◆ **Work request**: Provide the data again in its entirety, exactly as given.

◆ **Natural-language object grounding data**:
>>
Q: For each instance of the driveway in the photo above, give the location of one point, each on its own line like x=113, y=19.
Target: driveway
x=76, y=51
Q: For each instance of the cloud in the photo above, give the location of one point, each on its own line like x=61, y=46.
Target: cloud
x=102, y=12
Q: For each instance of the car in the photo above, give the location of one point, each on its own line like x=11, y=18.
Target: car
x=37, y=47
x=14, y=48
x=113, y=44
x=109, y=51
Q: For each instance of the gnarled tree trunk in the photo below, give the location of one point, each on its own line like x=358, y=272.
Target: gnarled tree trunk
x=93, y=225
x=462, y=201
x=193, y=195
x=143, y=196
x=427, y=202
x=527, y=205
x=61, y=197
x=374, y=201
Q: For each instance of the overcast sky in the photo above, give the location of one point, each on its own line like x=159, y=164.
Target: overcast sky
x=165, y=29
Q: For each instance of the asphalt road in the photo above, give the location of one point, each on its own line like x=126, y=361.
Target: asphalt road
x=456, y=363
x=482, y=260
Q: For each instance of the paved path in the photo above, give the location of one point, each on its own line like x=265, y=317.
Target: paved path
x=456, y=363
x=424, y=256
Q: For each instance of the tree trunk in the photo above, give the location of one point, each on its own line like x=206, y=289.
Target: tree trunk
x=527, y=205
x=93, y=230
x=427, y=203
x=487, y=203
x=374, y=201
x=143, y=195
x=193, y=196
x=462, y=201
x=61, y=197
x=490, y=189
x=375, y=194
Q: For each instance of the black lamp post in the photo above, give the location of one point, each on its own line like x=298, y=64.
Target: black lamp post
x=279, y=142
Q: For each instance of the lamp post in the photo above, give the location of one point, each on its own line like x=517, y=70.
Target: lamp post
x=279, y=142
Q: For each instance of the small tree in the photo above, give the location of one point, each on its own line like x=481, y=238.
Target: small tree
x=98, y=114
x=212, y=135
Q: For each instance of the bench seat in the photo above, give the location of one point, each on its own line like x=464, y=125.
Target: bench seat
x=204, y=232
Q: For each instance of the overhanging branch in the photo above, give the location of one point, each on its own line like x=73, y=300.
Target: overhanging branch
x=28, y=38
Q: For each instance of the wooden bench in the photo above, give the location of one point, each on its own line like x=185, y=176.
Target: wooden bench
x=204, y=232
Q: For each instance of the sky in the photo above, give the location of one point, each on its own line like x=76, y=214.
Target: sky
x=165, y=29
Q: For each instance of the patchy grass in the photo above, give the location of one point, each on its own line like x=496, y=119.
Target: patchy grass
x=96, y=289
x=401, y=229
<<
◆ **Answer space**:
Q: For each instance of the driveway in the photo above, give the location of one point, each on its own line like x=113, y=19.
Target: driveway
x=76, y=51
Q: For each instance of the cloud in the photo above, give the location of one point, each on its own line like x=61, y=46.
Target: cloud
x=102, y=12
Q: For each instance of the car in the photo above, give the location of one point, each on its own line like x=11, y=18.
Target: car
x=37, y=47
x=14, y=48
x=113, y=44
x=109, y=51
Q: For each instance of the gnarled tree trunk in the photo below, give the location of one point, each on its own line like x=358, y=272.
Target: gnarled tree trunk
x=93, y=225
x=462, y=201
x=193, y=195
x=143, y=196
x=427, y=202
x=527, y=205
x=61, y=197
x=374, y=201
Q: For each instance of the overcast sky in the photo above, give the location of one point, each on its own line like x=159, y=164.
Target: overcast sky
x=165, y=29
Q: For each instance of the asphalt road in the photo above, give the location of one point, each on its own line like x=126, y=361.
Target: asphalt road
x=456, y=363
x=482, y=260
Q: For each instance of the paved path in the photo above, give the location of one point, each on its own line like x=265, y=317.
Target: paved path
x=456, y=363
x=424, y=256
Q: For each instance of the tree trunk in the photo above, give the location of one point, each on its own line like x=206, y=289.
Target: tree trunk
x=527, y=205
x=93, y=230
x=427, y=203
x=487, y=203
x=374, y=201
x=143, y=195
x=193, y=196
x=462, y=201
x=61, y=197
x=490, y=189
x=375, y=194
Q: For each instance of the black lamp post in the photo above, give the location of one point, each on its own line like x=298, y=64.
Target: black lamp post
x=279, y=142
Q: For each instance of the lamp post in the photo above, give the location of one point, each on its own line like x=517, y=70.
Target: lamp post
x=279, y=142
Q: For each instance of the small tree in the photo above, give the location of one point, each on its own line like x=481, y=238.
Target: small tree
x=98, y=114
x=212, y=135
Q: For each instance of the bench seat in the photo above, give the location of one point, each on its own line like x=464, y=125.
Target: bench seat
x=204, y=232
Q: For each instance of the overhanging branch in the photo above, give the location of one point, each on its own line like x=73, y=300.
Target: overhanging branch
x=28, y=38
Q: For each instance of the wooden bench in the photo above, give the location of one point, each on its own line like x=185, y=176.
Target: wooden bench
x=204, y=232
Q: For each instance of the sky in the photo above, give the location of one point, each on its own line like x=76, y=214.
Target: sky
x=165, y=29
Q: For each instance of the patchy grass in the photo above, give the location of one point, each on its own line like x=496, y=119.
Target: patchy grass
x=96, y=289
x=401, y=229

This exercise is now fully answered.